=== Point localization data ===
★ ★ ★ ★ ★ ★ ★

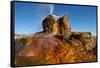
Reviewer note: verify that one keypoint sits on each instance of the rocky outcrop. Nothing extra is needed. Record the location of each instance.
(52, 50)
(51, 26)
(64, 25)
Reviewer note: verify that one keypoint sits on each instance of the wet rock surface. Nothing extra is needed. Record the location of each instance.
(56, 44)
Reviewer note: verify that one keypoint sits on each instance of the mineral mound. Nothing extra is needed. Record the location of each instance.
(56, 44)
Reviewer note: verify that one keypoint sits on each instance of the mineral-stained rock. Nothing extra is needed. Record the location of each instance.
(51, 50)
(64, 25)
(88, 40)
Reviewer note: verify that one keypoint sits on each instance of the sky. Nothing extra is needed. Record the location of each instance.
(29, 16)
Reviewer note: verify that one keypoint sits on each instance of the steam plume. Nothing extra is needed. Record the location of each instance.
(51, 9)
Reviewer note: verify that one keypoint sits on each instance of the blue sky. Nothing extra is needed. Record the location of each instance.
(29, 16)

★ ★ ★ ★ ★ ★ ★

=== WORK INSTRUCTION ===
Give the data back exactly, omitting all pictures.

=== TASK ANSWER ===
Reviewer note: verify that one keypoint sits on each instance of the rocky outcrop. Nothing extra is needed. Record the location of each instance.
(52, 50)
(51, 26)
(64, 25)
Reviewer note: verify that one keypoint sits on each instance of the wet rock surface. Nothing extra is needed. Record the location of each instance.
(56, 44)
Reviewer note: verify that one keypoint sits on each instance of the mineral mound. Nothing extra is needed. Record the location of each instance.
(56, 44)
Reviewer note: verify that one keypoint sits on each instance of the mineral-stained rock. Nothing extra is needed. Record the location of each instance.
(51, 50)
(64, 25)
(88, 40)
Reviewer note: verify that one keypoint sits on each instance of the sky. Nothing extra is needed. Record the location of each instance.
(29, 16)
Reviewer note: verify that one keypoint sits on each instance of the steam plume. Nothing extra is needed. Record the location of each instance.
(51, 9)
Reviewer note: verify that one keypoint sits on each instance of the blue sky. Nothing extra is needed. Record the location of each instance.
(29, 16)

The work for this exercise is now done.